WORK TO COMPLETE:
**1)** What other name was Arabinda Mukhopadhyay known by, according to the biography?
**2)** Pick out each line of the entries that contains the word "pink". Case matters.

PROVIDED TEXT:
* Begin *
- Born: 18 June 1919 Katihar, Bihar, Bengal Presidency, British India
- Died: 10 February 2016 (aged 96) Tollyganj, Calcutta, West Bengal, India
- Other name: Dhulu babu
- Occupation: Filmmaker
- Children: two sons, a daughter
- Parents: Satyacharan Mukhopadhyay (father); Mrinalini Devi (mother);

= Arabinda Mukhopadhyay =

Indian filmmaker, film director and editor

Arabinda Mukhopadhyay (18 June 1919 – 10 February 2016) was an Indian filmmaker, film director and editor, who directed all-time classics like Nishi Padma (1970), Dhanyee Meye (1971), Mouchak (1974) and Agnishwar (1975). He also wrote stories and screenplays.
* End *
(Excerpts from a location annotation dataset)
* Begin *
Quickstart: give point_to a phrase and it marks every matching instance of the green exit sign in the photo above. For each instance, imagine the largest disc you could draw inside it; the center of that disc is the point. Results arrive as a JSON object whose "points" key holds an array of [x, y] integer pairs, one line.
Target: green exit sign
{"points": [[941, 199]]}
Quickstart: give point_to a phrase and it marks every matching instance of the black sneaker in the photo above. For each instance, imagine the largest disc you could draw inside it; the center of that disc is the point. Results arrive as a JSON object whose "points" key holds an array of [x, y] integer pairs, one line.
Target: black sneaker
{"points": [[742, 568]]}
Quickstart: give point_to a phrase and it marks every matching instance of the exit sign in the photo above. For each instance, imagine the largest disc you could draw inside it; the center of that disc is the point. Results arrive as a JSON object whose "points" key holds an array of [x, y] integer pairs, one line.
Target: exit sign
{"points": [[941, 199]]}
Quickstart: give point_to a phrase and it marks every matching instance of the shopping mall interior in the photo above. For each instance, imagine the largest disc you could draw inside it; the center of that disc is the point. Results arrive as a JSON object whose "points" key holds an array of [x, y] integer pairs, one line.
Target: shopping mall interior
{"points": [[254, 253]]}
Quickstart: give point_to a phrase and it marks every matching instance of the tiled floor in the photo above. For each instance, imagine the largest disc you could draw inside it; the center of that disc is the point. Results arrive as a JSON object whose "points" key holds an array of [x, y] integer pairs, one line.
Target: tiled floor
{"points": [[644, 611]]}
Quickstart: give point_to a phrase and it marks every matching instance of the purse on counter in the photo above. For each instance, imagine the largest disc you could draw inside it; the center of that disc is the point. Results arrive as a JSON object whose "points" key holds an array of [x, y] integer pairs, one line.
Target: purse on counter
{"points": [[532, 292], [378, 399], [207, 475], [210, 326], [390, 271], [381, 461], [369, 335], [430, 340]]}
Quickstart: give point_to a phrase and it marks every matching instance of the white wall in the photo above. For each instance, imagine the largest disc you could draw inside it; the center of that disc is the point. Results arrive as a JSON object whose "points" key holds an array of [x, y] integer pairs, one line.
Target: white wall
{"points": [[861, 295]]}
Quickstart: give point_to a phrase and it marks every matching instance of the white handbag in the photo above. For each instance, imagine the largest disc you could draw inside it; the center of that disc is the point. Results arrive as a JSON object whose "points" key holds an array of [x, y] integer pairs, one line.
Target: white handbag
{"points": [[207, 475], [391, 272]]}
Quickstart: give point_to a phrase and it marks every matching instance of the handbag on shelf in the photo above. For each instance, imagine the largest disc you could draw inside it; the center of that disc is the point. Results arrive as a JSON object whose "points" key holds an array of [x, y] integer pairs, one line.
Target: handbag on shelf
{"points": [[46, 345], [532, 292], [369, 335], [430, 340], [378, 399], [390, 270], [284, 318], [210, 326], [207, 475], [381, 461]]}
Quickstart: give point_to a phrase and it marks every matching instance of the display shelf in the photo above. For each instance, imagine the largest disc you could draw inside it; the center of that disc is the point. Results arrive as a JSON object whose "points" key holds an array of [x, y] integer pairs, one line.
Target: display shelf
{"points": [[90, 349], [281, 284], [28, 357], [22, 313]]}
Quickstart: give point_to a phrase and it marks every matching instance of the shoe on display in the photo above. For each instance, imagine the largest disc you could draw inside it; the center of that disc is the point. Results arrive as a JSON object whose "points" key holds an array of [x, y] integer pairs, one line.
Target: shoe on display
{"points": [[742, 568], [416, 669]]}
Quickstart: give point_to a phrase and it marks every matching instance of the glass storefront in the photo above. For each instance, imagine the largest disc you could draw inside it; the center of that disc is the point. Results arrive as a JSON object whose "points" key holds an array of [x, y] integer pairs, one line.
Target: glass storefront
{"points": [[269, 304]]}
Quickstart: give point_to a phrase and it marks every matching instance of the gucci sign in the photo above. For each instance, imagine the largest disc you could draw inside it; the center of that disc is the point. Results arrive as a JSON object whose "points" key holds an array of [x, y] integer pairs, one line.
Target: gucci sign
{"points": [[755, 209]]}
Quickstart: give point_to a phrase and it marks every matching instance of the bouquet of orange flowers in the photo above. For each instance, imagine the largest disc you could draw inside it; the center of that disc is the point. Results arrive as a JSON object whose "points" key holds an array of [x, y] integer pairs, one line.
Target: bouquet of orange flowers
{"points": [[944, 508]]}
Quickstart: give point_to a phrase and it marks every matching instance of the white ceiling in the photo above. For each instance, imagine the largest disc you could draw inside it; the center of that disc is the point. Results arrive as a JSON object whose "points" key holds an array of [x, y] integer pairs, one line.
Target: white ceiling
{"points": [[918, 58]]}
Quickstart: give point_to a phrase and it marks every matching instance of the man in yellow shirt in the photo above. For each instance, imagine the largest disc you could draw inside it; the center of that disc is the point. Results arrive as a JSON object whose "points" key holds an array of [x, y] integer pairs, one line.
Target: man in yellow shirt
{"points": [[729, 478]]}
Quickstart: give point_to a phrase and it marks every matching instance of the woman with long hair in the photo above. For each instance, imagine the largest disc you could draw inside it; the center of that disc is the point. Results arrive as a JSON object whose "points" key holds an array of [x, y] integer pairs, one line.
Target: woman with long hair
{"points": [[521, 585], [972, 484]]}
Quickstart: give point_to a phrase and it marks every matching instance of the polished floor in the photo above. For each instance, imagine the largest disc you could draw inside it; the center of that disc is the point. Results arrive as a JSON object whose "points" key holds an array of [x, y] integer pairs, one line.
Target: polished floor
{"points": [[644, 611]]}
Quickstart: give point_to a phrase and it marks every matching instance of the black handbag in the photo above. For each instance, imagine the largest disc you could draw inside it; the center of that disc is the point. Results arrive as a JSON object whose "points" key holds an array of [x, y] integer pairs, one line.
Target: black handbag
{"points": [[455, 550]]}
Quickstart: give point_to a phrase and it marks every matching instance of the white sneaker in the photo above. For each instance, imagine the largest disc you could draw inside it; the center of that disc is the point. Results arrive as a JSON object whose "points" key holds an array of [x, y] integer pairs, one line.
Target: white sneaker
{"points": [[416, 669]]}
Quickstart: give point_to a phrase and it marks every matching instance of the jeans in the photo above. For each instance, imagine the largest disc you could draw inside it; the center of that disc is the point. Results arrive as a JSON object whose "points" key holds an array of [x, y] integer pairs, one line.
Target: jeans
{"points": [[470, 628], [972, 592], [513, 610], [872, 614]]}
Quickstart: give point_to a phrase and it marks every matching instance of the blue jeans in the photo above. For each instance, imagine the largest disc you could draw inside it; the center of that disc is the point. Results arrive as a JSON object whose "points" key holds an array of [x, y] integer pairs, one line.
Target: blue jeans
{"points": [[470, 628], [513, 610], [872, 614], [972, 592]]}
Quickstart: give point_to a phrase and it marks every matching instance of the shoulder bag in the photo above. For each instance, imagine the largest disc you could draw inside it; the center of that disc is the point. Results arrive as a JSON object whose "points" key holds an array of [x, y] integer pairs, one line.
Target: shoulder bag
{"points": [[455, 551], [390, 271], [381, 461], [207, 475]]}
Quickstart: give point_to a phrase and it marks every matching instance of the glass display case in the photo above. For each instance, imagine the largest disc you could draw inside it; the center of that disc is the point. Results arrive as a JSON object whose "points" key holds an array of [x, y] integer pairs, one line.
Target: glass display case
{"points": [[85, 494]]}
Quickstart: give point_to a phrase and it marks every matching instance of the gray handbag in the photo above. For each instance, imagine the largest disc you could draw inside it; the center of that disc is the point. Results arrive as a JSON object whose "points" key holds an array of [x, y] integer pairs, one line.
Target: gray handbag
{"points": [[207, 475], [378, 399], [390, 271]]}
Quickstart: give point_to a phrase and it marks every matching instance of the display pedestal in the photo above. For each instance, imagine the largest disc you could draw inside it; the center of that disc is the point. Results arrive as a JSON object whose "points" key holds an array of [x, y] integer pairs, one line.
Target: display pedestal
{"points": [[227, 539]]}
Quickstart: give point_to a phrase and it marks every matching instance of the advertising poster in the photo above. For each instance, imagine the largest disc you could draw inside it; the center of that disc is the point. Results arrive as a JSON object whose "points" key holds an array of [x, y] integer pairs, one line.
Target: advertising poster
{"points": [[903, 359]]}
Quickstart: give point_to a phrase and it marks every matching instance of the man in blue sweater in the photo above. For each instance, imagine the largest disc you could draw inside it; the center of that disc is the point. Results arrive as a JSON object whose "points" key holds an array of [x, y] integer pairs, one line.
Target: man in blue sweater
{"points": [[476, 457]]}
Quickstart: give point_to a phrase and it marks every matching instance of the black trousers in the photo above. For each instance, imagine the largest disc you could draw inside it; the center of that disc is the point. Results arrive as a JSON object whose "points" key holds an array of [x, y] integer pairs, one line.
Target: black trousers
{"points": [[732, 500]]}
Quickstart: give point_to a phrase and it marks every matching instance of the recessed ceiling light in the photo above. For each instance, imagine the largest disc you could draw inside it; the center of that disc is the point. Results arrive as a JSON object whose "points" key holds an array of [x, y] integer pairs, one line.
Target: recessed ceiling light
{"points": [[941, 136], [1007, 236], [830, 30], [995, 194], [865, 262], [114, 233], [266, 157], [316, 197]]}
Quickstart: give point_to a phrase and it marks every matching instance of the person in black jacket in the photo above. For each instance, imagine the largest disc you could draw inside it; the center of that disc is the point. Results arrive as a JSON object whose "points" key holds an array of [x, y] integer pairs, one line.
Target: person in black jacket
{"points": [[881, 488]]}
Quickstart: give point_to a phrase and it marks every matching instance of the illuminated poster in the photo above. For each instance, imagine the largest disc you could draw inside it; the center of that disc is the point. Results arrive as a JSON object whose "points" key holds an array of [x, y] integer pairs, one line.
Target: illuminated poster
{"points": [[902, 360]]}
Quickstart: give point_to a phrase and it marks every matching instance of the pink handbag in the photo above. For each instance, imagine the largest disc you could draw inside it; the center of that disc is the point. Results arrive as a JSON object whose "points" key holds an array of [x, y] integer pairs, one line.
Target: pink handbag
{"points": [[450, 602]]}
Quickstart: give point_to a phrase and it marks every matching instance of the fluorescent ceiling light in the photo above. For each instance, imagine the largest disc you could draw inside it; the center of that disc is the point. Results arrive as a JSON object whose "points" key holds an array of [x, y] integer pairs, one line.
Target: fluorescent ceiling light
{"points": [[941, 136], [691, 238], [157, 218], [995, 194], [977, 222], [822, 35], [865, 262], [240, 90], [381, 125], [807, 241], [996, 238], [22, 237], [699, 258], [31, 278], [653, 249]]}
* End *
RESPONSE LIST:
**1)** Dhulu babu

**2)**
Quickstart: give point_to a phrase and it marks every matching instance of the pink handbag in the photo above. For each instance, imagine the largest disc you could draw inside it; the center of that disc is the point. Results arrive as a JSON object whose "points" key holds an array of [x, y] integer pairs, one line.
Target: pink handbag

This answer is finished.